EXERCISE GOAL >> Reproduce verbatim only the lines from the one containing "Task: for the greenhouse-bench survey, tag the broccoli head" through the last line below, both included.

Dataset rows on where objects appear

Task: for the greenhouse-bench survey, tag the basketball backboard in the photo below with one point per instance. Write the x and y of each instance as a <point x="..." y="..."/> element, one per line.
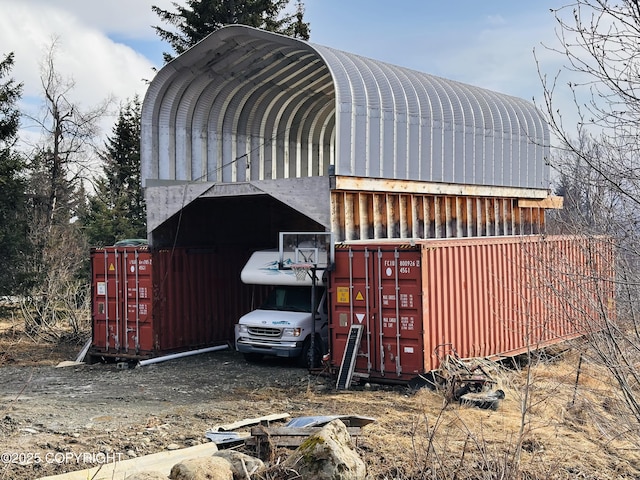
<point x="313" y="248"/>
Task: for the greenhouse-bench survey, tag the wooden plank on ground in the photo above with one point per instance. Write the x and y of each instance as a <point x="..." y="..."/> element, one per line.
<point x="288" y="436"/>
<point x="250" y="421"/>
<point x="158" y="462"/>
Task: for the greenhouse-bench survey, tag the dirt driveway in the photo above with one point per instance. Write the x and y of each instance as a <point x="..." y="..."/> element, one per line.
<point x="48" y="413"/>
<point x="54" y="420"/>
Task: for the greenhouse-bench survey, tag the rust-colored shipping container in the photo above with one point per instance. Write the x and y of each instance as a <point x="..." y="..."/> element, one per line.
<point x="147" y="303"/>
<point x="477" y="297"/>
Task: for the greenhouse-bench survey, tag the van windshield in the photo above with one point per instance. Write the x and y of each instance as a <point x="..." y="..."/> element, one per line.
<point x="287" y="298"/>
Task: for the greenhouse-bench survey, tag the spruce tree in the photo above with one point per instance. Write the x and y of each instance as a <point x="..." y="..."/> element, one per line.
<point x="199" y="18"/>
<point x="14" y="245"/>
<point x="117" y="210"/>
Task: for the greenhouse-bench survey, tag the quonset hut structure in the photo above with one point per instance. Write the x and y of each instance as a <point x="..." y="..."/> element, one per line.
<point x="250" y="133"/>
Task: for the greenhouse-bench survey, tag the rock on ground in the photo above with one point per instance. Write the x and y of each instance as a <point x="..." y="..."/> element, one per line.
<point x="147" y="476"/>
<point x="242" y="465"/>
<point x="328" y="455"/>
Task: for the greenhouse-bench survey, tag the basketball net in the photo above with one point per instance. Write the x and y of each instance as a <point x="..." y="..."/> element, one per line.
<point x="301" y="270"/>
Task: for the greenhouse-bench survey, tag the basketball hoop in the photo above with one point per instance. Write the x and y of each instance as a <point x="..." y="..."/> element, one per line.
<point x="301" y="269"/>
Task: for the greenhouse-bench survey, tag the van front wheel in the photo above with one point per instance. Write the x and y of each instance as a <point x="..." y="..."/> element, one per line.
<point x="306" y="359"/>
<point x="252" y="357"/>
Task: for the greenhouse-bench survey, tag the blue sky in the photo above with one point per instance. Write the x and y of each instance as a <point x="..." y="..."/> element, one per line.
<point x="108" y="48"/>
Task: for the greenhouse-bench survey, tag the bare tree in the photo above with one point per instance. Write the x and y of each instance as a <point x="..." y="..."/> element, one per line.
<point x="59" y="167"/>
<point x="599" y="163"/>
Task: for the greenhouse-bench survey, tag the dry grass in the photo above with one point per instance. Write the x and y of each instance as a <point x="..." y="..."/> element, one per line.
<point x="418" y="436"/>
<point x="567" y="430"/>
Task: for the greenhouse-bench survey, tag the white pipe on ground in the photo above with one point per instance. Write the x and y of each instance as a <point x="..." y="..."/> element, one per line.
<point x="173" y="356"/>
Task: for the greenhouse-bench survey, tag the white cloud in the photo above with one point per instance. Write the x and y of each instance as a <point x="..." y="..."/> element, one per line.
<point x="98" y="66"/>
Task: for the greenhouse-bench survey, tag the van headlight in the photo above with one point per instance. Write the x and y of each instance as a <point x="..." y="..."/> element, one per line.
<point x="291" y="332"/>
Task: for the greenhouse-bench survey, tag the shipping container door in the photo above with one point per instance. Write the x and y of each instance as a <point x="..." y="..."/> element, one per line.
<point x="122" y="289"/>
<point x="398" y="325"/>
<point x="137" y="327"/>
<point x="352" y="303"/>
<point x="379" y="288"/>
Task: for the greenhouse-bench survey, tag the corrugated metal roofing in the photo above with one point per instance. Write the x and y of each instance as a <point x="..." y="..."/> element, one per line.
<point x="246" y="105"/>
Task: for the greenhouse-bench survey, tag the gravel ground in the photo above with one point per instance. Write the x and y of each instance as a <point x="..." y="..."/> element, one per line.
<point x="49" y="414"/>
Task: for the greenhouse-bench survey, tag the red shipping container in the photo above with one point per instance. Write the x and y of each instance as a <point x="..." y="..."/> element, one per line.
<point x="148" y="303"/>
<point x="475" y="297"/>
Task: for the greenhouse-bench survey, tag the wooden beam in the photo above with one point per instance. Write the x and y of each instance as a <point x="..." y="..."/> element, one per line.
<point x="551" y="202"/>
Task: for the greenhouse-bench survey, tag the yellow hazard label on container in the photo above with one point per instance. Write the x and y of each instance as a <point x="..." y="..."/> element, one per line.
<point x="342" y="294"/>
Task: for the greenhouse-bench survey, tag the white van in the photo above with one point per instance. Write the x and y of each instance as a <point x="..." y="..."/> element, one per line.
<point x="283" y="325"/>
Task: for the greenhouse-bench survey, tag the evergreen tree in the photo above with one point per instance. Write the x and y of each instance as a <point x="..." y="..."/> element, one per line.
<point x="199" y="18"/>
<point x="117" y="209"/>
<point x="14" y="246"/>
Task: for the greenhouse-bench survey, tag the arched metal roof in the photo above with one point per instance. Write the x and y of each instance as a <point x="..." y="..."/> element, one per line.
<point x="245" y="105"/>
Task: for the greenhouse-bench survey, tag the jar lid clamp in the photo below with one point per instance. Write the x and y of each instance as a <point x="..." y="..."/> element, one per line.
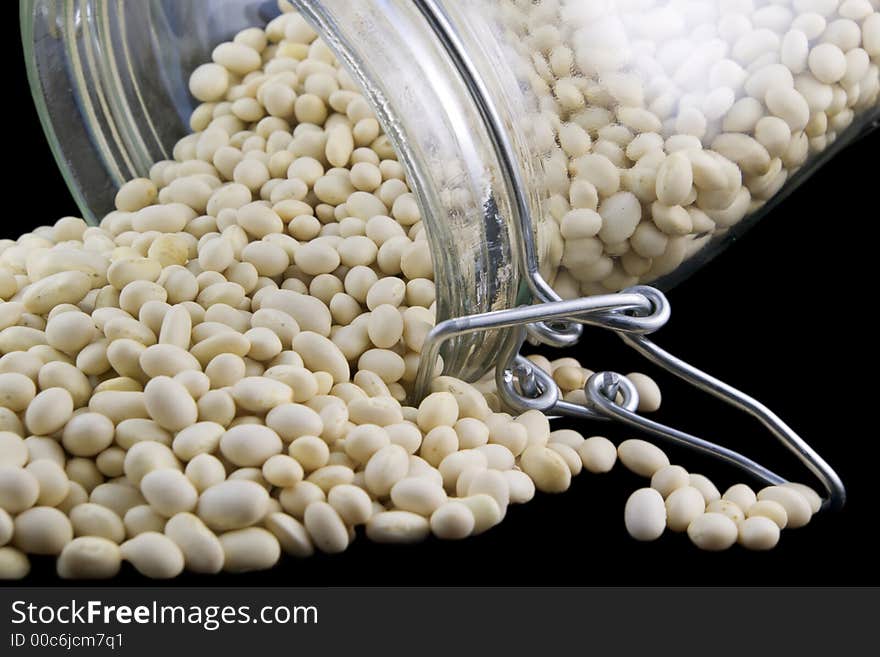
<point x="633" y="314"/>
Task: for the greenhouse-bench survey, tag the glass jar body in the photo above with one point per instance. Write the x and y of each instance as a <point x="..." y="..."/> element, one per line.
<point x="604" y="103"/>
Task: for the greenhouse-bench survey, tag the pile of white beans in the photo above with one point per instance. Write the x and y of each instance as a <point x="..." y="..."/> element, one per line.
<point x="218" y="372"/>
<point x="663" y="123"/>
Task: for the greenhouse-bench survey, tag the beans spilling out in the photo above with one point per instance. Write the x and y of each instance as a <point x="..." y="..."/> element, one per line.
<point x="664" y="123"/>
<point x="218" y="373"/>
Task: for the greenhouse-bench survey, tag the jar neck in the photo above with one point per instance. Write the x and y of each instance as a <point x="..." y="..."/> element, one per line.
<point x="442" y="140"/>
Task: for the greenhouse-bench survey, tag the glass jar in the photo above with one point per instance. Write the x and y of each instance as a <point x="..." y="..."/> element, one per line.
<point x="642" y="137"/>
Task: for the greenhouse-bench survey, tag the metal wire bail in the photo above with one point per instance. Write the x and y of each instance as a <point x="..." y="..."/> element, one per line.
<point x="633" y="314"/>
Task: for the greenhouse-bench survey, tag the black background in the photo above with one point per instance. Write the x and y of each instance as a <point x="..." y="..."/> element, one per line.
<point x="785" y="314"/>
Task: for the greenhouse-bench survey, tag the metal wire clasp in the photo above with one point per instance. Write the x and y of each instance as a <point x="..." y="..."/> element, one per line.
<point x="633" y="314"/>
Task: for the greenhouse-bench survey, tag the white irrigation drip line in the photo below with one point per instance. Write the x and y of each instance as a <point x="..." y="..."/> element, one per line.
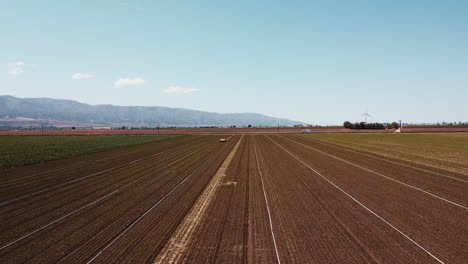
<point x="361" y="204"/>
<point x="147" y="211"/>
<point x="57" y="220"/>
<point x="391" y="161"/>
<point x="87" y="176"/>
<point x="268" y="206"/>
<point x="89" y="204"/>
<point x="381" y="175"/>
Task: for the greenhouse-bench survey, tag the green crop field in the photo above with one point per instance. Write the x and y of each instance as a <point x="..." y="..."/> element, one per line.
<point x="447" y="151"/>
<point x="16" y="151"/>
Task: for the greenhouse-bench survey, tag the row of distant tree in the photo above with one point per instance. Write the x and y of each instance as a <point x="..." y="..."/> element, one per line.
<point x="364" y="125"/>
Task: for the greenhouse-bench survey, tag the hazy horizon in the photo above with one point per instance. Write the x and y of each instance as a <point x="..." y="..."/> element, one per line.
<point x="319" y="62"/>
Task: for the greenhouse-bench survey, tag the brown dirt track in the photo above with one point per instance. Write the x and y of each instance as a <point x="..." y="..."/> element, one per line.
<point x="327" y="205"/>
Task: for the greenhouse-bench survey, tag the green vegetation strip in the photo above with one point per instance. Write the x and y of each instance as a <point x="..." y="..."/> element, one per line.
<point x="16" y="151"/>
<point x="447" y="151"/>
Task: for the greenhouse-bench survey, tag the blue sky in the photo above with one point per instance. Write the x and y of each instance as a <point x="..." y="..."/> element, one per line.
<point x="319" y="62"/>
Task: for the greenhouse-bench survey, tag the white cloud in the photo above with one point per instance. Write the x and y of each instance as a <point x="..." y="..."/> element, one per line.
<point x="180" y="90"/>
<point x="81" y="76"/>
<point x="16" y="68"/>
<point x="122" y="82"/>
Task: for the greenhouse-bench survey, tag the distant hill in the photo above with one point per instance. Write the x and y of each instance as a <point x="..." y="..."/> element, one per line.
<point x="15" y="111"/>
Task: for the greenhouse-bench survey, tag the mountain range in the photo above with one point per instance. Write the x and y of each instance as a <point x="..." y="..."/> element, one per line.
<point x="58" y="112"/>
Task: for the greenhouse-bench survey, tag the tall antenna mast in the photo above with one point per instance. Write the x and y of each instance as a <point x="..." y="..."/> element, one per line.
<point x="366" y="114"/>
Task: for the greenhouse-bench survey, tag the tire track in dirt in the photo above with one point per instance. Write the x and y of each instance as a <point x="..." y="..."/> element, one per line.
<point x="176" y="247"/>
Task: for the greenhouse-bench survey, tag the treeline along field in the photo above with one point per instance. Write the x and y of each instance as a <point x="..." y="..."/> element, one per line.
<point x="16" y="151"/>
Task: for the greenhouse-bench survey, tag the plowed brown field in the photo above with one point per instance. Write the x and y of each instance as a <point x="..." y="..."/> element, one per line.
<point x="253" y="199"/>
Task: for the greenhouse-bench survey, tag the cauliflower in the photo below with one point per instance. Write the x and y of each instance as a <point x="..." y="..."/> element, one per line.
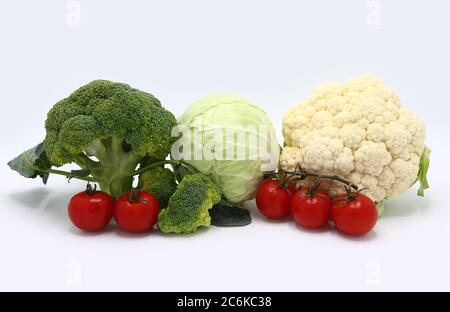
<point x="360" y="131"/>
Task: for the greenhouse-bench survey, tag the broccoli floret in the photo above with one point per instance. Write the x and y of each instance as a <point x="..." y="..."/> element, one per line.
<point x="108" y="129"/>
<point x="188" y="207"/>
<point x="160" y="182"/>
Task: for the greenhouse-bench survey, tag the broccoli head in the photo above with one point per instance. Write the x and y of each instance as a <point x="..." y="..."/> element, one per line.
<point x="188" y="207"/>
<point x="160" y="182"/>
<point x="108" y="129"/>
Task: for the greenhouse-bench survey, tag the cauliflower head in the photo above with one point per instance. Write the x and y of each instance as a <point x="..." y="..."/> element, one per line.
<point x="358" y="130"/>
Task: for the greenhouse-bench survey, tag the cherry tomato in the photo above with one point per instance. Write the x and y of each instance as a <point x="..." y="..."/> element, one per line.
<point x="311" y="211"/>
<point x="356" y="216"/>
<point x="136" y="211"/>
<point x="91" y="210"/>
<point x="273" y="201"/>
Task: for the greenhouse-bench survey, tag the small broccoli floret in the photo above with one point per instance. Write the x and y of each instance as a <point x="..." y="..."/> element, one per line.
<point x="188" y="207"/>
<point x="160" y="182"/>
<point x="108" y="129"/>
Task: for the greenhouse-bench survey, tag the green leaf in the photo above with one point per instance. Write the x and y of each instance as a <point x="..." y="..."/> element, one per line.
<point x="380" y="207"/>
<point x="225" y="214"/>
<point x="29" y="163"/>
<point x="423" y="169"/>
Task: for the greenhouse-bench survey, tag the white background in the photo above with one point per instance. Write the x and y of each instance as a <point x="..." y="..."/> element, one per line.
<point x="272" y="52"/>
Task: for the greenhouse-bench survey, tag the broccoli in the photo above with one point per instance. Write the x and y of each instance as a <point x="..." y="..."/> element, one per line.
<point x="188" y="207"/>
<point x="160" y="182"/>
<point x="106" y="128"/>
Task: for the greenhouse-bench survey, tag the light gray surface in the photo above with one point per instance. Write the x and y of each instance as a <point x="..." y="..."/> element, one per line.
<point x="274" y="53"/>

WORKED ANSWER >>
Task: for the greenhouse-bench survey, tag the broccoli head in the photo above with one point per instance. Write the x and y of each instance as a <point x="..." y="..."/> element, one per line.
<point x="188" y="207"/>
<point x="160" y="182"/>
<point x="108" y="129"/>
Task: for the greenhouse-bench survey, tag the cauliflower head in the photo above with one point per instance. Write the x and y of each instance as a <point x="..." y="..."/> element, one per line.
<point x="358" y="130"/>
Task: for the greenhouse-bench survey, tag the cherry tomato in the photo above with one point per instance. Write the x and y of each instance as a <point x="..." y="..."/> element, one per line.
<point x="311" y="211"/>
<point x="356" y="216"/>
<point x="136" y="211"/>
<point x="91" y="210"/>
<point x="273" y="201"/>
Task: for the greenhouse-bench survey, tag the small broccoli floret in the photo above with one point per instance. Write the x and y of each instance as a <point x="..." y="..."/> element, one per line.
<point x="188" y="207"/>
<point x="160" y="182"/>
<point x="108" y="129"/>
Task: for the greenhouse-bench survey, tag the green leaf in the photo above with one point per instance. Write the x and y of each instance as a <point x="..." y="..."/> element, one per line.
<point x="380" y="207"/>
<point x="225" y="214"/>
<point x="29" y="163"/>
<point x="423" y="169"/>
Task: for the greenhouse-bench survey, tag the white background in the photo above with one point per instance. Write the x and y of each instance as a <point x="..." y="..."/> element, one per line.
<point x="272" y="52"/>
Task: for the greenhouse-bench survey, tag the broccoli in the photo above with one point per instance. Write the x and y of each instance as a <point x="..." y="..."/> element, one per line.
<point x="188" y="207"/>
<point x="160" y="182"/>
<point x="106" y="128"/>
Task: for the greenhouse-bench survey, tag the light gray surface in the photo above with one point per instance. Write the x and y of each instance as a <point x="..." y="..."/> element, one per line.
<point x="274" y="53"/>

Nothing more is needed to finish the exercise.